── LISTED RECORDS
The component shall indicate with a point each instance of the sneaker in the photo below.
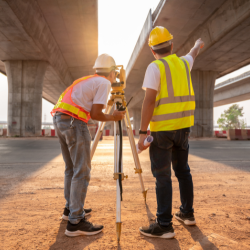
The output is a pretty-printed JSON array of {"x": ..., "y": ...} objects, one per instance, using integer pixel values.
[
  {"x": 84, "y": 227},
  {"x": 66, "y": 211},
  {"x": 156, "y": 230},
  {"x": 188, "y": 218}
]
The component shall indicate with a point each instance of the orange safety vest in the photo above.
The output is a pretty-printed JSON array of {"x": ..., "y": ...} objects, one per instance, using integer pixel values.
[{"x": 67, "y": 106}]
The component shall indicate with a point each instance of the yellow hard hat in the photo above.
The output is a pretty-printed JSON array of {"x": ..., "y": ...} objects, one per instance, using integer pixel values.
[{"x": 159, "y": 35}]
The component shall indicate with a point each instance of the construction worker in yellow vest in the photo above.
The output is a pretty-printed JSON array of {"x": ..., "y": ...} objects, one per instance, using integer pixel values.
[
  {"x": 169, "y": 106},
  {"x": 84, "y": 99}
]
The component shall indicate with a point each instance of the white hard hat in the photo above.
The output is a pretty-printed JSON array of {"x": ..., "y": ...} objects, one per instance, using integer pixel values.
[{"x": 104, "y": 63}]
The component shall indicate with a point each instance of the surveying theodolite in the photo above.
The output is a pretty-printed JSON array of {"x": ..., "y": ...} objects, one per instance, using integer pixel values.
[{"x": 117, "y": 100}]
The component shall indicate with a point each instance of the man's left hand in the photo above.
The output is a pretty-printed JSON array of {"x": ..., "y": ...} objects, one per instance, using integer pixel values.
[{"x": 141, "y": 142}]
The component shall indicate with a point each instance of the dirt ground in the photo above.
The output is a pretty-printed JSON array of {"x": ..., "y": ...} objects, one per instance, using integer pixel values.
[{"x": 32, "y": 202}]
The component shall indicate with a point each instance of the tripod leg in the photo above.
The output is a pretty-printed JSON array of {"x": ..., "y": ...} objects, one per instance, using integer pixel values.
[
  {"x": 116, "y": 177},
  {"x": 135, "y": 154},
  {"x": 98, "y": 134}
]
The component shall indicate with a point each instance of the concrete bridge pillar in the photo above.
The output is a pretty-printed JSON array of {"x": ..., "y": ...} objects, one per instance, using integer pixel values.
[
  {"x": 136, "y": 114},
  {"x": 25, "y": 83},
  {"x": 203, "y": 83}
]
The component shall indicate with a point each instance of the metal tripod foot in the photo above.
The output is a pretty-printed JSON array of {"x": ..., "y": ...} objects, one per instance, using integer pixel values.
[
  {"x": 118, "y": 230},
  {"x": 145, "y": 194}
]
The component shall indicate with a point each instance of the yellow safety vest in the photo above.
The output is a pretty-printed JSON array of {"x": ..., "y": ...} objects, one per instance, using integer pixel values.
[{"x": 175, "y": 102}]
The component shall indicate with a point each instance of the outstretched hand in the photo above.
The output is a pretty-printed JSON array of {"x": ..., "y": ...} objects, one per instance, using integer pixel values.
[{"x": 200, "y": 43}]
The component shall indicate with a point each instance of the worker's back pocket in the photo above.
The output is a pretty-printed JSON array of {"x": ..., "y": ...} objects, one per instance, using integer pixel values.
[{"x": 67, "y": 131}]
────
▸ **GOAL OF THE EXERCISE**
Copy out all lines from the material above that contain the string "safety".

▸ **ANSWER TO THIS PROBLEM**
The component shall indicate with a point each instance of the orange safety vest in the photo above.
The component shall indicate with a point each instance of the yellow safety vest in the photo above.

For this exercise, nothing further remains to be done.